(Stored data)
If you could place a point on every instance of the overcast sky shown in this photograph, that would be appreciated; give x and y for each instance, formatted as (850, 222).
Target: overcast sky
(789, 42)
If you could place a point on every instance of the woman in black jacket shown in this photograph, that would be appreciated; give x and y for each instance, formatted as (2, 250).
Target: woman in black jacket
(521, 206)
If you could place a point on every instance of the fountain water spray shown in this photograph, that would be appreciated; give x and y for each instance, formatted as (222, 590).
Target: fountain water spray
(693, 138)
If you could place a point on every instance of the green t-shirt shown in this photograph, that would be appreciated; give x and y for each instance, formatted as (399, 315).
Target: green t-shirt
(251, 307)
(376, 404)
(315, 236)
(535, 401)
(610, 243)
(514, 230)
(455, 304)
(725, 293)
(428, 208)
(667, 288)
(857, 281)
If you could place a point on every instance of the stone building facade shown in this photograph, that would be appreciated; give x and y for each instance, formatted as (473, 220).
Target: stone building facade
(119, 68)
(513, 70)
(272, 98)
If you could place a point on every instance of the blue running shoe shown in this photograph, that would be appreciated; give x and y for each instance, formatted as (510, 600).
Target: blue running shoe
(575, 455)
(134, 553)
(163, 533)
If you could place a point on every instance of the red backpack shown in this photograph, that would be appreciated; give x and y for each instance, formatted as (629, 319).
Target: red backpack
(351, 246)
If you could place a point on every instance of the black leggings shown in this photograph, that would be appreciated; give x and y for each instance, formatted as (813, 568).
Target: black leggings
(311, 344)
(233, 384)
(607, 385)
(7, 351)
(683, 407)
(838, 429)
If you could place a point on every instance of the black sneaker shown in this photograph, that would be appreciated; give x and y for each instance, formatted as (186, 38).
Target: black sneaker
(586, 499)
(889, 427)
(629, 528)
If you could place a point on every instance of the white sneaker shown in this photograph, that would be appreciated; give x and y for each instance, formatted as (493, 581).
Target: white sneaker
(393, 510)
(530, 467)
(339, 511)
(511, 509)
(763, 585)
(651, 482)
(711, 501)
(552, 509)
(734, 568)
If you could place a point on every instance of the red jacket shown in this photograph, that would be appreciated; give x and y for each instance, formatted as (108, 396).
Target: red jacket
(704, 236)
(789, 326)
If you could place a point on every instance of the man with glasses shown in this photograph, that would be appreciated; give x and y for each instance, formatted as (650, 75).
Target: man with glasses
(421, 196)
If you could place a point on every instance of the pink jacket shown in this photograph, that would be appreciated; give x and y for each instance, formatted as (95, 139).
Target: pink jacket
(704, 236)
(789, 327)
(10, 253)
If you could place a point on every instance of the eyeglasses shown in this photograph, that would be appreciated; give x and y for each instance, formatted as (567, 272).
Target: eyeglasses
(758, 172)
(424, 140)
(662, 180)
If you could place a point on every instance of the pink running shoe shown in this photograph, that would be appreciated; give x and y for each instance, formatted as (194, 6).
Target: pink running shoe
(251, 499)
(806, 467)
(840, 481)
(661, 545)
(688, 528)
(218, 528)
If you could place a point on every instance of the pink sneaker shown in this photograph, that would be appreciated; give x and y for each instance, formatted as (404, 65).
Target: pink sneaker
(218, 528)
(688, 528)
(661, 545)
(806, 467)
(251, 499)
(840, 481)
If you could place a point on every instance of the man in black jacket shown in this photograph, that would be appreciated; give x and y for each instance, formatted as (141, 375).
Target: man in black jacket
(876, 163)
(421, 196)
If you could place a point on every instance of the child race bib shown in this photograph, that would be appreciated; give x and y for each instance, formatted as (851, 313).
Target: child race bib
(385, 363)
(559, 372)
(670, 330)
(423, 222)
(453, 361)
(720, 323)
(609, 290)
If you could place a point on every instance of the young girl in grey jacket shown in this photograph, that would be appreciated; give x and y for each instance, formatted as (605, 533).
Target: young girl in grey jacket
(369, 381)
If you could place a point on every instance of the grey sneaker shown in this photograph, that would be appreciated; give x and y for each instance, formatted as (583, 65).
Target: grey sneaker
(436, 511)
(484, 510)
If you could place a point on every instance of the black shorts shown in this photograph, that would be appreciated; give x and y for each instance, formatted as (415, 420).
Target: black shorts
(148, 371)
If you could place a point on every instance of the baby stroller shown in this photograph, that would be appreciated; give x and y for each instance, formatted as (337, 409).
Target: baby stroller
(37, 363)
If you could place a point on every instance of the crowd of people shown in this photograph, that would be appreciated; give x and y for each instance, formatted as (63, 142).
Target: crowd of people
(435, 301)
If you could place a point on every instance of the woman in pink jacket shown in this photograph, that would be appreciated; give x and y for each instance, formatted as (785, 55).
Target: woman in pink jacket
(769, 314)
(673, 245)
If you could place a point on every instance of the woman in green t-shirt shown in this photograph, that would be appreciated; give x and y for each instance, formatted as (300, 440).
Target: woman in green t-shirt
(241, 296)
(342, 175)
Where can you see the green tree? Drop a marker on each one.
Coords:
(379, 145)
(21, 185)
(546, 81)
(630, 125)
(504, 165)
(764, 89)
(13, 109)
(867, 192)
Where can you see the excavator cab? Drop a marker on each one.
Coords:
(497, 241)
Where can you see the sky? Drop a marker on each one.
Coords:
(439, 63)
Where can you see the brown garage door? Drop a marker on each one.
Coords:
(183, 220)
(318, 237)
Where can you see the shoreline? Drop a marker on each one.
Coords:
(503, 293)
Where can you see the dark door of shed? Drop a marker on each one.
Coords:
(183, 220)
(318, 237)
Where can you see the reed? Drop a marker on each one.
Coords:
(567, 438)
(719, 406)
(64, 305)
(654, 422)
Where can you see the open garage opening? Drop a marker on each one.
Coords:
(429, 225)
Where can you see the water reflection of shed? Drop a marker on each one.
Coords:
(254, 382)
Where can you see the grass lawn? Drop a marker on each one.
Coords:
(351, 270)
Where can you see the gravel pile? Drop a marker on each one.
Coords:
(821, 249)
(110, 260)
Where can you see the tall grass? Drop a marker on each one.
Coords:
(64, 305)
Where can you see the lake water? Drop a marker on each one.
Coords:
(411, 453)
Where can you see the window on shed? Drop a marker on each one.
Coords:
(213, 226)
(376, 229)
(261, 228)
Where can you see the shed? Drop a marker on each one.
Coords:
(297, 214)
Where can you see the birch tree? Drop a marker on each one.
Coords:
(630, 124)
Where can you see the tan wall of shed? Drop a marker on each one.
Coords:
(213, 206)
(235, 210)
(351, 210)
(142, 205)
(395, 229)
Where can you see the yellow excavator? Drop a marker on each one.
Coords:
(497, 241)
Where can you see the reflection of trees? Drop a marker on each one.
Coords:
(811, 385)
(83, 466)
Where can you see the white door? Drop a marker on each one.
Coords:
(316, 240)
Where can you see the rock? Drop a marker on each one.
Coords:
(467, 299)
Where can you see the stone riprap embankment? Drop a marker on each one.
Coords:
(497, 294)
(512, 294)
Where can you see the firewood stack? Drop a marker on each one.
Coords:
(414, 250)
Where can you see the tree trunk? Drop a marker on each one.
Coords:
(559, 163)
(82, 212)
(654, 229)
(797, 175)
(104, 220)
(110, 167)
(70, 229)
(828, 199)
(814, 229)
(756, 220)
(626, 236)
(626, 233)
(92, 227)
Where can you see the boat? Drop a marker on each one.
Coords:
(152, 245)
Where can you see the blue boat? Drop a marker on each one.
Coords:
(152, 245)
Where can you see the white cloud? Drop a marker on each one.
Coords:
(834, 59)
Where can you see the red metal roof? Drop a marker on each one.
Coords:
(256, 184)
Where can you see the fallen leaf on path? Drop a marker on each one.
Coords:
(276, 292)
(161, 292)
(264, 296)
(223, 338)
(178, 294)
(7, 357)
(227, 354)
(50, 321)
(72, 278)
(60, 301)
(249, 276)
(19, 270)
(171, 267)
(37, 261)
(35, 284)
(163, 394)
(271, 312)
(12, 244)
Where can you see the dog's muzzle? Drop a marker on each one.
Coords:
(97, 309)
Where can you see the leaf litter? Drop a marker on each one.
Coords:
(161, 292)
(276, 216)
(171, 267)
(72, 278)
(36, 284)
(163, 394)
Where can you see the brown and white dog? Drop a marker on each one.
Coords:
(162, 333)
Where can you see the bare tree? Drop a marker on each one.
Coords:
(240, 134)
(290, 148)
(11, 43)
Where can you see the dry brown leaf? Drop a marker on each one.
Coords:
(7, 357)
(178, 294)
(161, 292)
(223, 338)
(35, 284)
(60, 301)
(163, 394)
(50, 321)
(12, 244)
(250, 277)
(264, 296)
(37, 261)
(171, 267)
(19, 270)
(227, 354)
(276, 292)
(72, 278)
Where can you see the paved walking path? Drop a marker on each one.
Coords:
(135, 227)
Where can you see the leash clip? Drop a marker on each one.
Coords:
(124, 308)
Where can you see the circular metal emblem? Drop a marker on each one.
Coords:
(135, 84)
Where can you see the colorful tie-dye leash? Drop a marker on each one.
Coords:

Task prompt:
Would you return, unchanged, the lines from the one containing "Where can you see the leaf" through the end of the entries?

Answer space:
Where can you see the leaf litter? Drop a marker on each one.
Coords:
(161, 292)
(276, 216)
(171, 267)
(72, 278)
(36, 284)
(163, 394)
Where can you see the brown and white dog? Drop a marker on each one.
Coords:
(162, 333)
Where can you see the bare tree? Drop a marker on each one.
Coords:
(240, 134)
(290, 148)
(11, 43)
Where can you see the dry brown leaf? Drop a marker on each one.
Coords:
(7, 357)
(178, 294)
(161, 292)
(223, 338)
(35, 284)
(60, 301)
(163, 394)
(50, 321)
(12, 244)
(250, 277)
(264, 296)
(37, 261)
(171, 267)
(19, 270)
(227, 354)
(276, 292)
(72, 278)
Where can you see the paved walking path? Drop a marker on each one.
Coords:
(135, 227)
Where can you see the leash clip? Drop a marker on each one.
Coords:
(124, 308)
Where can you see the circular metal emblem? Drop a marker on each one.
Coords:
(135, 84)
Where can you see the colorful tie-dye leash? Drop a marker on each one.
Coords:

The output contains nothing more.